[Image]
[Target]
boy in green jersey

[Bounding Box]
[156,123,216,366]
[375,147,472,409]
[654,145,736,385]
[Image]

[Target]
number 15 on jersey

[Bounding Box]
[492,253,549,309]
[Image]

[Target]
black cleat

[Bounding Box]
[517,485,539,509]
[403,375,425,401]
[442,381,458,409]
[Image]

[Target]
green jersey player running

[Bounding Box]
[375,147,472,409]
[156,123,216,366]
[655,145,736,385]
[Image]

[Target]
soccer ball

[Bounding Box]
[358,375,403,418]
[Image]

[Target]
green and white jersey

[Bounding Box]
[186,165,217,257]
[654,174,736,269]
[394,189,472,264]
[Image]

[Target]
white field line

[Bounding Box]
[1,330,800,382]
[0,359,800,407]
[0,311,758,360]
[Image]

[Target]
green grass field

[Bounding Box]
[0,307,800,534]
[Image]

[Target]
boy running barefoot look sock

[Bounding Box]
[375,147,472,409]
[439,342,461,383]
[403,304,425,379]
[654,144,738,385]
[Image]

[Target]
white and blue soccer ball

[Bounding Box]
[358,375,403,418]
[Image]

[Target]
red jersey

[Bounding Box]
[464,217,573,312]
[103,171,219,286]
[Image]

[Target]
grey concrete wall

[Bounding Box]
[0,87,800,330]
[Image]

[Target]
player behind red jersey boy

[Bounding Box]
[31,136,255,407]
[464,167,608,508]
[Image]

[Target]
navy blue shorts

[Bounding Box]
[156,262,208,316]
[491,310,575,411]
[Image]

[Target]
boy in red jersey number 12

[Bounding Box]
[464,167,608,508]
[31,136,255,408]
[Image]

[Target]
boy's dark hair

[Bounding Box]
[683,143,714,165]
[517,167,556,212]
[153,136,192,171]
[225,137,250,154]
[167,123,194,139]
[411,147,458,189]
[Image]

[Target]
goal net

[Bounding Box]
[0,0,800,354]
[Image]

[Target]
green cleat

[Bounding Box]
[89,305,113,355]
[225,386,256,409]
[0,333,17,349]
####################
- **Short problem**
Report each line in the items above that contains the string "soccer". Treat uppercase and lowercase as distinct.

- **Task solution**
soccer ball
white and blue soccer ball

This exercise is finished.